• WORK INSTRUCTIONS
Pull out every line below that contains the string "plastic", treating uppercase and lowercase as different.

• RECORD EXTRACTS

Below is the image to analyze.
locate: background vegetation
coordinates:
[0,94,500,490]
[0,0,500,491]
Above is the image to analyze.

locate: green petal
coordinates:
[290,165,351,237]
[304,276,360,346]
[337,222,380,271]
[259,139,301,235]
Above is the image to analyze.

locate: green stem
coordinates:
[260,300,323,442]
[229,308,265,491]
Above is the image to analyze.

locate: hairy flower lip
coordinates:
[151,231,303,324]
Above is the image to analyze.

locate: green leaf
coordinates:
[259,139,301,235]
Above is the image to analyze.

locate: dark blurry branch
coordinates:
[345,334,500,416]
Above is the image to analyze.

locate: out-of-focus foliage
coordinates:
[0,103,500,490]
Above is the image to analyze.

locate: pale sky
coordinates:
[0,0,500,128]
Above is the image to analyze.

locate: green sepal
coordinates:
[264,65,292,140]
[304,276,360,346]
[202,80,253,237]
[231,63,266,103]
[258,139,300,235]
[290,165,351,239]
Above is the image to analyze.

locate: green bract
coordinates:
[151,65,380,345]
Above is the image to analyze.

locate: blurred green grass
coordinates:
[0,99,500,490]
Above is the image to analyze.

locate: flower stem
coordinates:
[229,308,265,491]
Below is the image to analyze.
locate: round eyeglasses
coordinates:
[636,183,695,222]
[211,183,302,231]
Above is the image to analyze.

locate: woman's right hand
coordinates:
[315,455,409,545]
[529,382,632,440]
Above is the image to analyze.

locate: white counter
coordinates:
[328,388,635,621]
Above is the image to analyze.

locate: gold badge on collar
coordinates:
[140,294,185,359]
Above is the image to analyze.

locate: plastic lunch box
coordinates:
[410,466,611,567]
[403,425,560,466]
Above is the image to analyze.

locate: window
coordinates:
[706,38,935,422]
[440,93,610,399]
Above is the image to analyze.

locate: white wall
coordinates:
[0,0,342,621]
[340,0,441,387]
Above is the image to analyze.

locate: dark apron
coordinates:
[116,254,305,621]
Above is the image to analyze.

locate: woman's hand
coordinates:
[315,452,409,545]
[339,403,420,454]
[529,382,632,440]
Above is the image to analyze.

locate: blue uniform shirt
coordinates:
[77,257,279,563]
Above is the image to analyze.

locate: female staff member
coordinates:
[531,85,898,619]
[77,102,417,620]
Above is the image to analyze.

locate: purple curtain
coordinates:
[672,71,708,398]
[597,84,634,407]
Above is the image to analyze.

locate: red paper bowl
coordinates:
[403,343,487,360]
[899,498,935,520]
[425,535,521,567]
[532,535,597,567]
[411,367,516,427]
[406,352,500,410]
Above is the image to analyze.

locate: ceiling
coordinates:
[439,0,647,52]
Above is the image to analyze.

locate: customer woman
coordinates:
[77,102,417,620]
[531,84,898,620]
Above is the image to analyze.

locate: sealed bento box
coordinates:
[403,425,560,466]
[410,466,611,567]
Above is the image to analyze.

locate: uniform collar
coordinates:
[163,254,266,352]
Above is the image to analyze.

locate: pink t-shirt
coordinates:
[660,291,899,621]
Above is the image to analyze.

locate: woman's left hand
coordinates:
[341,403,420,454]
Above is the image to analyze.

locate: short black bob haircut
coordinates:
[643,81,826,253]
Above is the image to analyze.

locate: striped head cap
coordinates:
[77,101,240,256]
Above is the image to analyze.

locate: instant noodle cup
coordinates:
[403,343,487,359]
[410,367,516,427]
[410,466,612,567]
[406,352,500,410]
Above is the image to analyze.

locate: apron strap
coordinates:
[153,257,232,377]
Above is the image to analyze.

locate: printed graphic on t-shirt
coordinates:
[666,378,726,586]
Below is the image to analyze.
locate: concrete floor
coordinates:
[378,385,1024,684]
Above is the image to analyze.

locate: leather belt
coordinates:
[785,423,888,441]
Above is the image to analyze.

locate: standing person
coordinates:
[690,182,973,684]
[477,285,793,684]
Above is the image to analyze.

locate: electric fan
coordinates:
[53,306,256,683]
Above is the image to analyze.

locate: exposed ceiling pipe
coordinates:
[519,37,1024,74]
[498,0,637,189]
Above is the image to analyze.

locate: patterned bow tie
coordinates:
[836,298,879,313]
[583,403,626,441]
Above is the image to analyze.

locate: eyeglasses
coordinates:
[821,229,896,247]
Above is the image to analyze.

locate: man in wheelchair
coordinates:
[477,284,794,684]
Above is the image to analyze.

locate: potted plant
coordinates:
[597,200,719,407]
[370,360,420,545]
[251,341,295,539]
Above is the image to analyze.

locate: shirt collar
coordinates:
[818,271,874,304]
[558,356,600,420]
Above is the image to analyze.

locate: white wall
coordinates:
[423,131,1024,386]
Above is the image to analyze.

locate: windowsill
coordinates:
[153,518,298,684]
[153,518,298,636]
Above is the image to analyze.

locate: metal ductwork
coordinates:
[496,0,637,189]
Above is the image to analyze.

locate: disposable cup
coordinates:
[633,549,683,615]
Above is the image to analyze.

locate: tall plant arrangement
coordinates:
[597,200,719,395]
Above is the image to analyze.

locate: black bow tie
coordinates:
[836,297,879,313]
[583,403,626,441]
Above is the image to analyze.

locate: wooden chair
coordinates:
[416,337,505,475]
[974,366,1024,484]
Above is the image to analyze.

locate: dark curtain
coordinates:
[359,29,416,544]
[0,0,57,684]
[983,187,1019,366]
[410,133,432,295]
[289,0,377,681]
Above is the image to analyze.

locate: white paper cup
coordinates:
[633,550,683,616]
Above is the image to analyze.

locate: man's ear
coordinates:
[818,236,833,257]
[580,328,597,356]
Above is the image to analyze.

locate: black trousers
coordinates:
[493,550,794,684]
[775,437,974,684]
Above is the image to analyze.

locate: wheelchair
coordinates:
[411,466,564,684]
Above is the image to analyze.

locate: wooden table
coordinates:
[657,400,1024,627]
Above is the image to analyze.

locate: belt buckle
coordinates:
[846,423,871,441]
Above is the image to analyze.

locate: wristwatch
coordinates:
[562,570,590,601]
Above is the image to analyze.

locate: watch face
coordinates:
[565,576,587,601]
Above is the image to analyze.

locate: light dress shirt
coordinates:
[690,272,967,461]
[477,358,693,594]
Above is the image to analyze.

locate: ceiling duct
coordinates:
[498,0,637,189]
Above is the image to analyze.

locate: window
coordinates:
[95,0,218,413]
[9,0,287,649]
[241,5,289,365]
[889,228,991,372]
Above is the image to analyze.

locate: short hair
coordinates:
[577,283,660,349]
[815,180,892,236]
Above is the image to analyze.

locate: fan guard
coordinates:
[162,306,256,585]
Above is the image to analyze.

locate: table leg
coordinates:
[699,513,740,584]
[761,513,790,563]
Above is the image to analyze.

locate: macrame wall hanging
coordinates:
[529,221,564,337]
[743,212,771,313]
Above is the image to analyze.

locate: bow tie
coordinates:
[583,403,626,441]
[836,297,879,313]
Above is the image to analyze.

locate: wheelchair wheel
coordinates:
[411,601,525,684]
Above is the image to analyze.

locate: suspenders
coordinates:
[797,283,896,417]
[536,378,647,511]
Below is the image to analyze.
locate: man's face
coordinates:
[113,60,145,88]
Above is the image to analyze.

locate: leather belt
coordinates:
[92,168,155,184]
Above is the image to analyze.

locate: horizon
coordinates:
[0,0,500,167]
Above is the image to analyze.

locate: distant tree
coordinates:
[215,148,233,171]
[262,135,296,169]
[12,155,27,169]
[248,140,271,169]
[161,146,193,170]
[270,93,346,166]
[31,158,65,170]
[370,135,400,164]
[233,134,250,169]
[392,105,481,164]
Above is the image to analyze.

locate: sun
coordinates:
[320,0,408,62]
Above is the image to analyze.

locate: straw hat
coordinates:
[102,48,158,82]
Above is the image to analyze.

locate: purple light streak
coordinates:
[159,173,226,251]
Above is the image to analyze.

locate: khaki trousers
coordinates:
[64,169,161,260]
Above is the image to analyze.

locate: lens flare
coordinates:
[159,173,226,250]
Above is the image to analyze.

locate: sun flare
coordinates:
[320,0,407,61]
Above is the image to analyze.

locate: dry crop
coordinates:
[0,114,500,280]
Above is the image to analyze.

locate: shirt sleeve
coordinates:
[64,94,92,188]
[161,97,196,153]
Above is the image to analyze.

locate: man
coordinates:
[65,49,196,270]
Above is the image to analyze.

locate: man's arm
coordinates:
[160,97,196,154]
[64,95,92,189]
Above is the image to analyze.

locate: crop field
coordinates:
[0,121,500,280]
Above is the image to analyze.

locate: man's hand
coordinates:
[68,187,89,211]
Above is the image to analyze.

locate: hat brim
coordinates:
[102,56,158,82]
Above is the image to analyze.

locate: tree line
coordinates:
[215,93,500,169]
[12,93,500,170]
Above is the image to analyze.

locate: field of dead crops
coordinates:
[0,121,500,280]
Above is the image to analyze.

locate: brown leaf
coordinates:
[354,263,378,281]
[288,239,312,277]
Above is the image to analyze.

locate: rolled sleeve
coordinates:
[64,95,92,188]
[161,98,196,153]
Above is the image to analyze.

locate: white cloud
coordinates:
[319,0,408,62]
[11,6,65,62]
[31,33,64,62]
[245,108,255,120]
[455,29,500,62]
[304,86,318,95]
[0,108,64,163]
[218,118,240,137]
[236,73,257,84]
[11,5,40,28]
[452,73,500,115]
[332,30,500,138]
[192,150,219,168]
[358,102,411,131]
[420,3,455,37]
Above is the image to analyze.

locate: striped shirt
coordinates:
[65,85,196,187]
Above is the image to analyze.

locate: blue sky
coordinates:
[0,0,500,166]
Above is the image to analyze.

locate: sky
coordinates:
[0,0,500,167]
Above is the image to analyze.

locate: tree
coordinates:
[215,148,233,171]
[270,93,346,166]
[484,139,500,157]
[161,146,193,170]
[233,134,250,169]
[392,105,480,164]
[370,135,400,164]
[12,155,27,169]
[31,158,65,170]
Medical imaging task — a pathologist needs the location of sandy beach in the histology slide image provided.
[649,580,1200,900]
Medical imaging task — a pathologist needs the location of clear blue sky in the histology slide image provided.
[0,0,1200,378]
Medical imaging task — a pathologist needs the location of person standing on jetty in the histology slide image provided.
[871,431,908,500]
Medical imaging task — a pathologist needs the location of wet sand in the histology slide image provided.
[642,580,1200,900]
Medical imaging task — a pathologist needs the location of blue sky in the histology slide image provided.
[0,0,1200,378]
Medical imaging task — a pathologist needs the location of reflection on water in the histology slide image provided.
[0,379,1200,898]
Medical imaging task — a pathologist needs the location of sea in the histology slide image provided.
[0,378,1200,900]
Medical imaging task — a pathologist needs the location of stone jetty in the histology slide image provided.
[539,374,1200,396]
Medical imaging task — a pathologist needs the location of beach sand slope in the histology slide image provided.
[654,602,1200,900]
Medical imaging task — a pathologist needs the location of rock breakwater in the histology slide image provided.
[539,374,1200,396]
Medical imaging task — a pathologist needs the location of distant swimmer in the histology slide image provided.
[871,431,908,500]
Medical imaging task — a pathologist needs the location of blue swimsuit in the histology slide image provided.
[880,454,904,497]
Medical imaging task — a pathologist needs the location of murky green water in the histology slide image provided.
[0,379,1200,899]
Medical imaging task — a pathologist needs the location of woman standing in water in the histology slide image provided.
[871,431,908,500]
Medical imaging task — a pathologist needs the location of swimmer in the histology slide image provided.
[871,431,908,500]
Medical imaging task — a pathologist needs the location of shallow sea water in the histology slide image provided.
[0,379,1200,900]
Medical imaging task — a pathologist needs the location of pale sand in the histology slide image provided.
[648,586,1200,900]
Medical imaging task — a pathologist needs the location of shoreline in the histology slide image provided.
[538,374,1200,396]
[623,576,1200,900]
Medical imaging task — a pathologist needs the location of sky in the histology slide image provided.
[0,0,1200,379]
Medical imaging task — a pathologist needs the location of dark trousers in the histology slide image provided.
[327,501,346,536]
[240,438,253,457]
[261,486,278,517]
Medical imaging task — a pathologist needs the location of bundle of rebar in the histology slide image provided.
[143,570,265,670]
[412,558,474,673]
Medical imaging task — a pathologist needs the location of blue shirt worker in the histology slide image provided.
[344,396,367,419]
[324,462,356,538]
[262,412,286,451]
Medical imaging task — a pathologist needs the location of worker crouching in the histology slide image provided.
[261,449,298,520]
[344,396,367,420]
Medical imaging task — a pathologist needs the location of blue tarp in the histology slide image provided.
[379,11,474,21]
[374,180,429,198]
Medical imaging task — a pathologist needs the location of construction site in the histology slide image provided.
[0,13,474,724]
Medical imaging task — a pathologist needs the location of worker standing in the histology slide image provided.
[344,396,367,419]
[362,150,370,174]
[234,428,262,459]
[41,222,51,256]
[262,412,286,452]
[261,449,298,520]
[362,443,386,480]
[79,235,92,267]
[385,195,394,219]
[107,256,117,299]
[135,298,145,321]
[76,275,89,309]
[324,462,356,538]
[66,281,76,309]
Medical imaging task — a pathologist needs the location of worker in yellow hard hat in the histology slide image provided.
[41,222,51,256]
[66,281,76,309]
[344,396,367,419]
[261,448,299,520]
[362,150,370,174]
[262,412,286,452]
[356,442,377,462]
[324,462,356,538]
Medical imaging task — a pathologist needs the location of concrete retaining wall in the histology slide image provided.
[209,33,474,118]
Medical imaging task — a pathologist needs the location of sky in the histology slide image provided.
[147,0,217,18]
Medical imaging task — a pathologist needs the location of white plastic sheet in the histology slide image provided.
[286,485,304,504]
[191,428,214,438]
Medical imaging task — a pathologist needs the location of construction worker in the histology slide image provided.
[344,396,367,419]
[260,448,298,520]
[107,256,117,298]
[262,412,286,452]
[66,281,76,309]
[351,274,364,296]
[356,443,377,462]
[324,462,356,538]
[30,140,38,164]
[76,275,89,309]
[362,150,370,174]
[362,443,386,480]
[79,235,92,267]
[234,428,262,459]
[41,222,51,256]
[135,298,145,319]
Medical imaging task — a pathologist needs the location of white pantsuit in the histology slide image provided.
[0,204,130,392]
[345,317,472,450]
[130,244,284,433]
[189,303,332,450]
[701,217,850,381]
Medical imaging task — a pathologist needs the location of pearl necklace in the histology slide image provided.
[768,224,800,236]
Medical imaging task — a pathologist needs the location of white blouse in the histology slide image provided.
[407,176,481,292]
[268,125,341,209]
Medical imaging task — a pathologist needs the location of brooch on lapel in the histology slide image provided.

• ANSWER
locate: plastic lunch box
Medical imaging task — a pathologist needs the location of white plastic sheet in the histology slide image provided.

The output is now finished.